● **Given text**:
Third is the glimpse into this early community that has developed beyond Jerusalem, on the coastline, in Joppa. I’d love to know more about this life of disciplined sharing. What other forms might their compassion have taken? What simple kindnesses were extended and what small cruelties or careless talk avoided? We know from many of the letters written by Paul that problems developed in the young churches, but the snapshot this morning from Acts gives us a healthy glimpse of a good woman who was loved, mourned, and wonderfully restored to life.

Loved and mourned. Note that she does not seem to have been ignored in her illness or her dying. This simple detail in the story is important for us today: No one should have to face disease or sorrow or death alone. Prayer partners and pastoral concern through cards, emails, calls, and visits are crucial for complementing medical diagnoses and treatments. They too are Faith in Action, our Prayer Life in Action. Our Joys and Concerns, lifted up before the community here on Sundays, are an essential beginning of that process. Coming to church as we do suggests that, to some degree at least, we wish a common life together. Living in community invites us to resist the intense protectiveness and habits of privacy and proud individualism that much in our culture fosters. When harm strikes, we pull into ourselves so no one will know that we or our bodies have failed us, so no one will know how vulnerable we really are.

● **Recorded data**:

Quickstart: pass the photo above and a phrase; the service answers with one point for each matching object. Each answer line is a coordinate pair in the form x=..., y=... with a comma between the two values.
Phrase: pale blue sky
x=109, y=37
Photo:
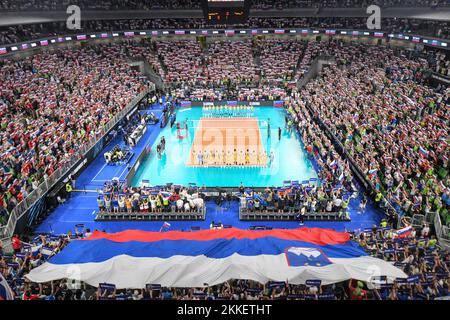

● **Aim of the exercise**: Can you give the stretch of the reflection on Acts from "Third is the" through "restored to life." again, with "Joppa" renamed to "the port town"?

● **Answer for this exercise**:
Third is the glimpse into this early community that has developed beyond Jerusalem, on the coastline, in the port town. I’d love to know more about this life of disciplined sharing. What other forms might their compassion have taken? What simple kindnesses were extended and what small cruelties or careless talk avoided? We know from many of the letters written by Paul that problems developed in the young churches, but the snapshot this morning from Acts gives us a healthy glimpse of a good woman who was loved, mourned, and wonderfully restored to life.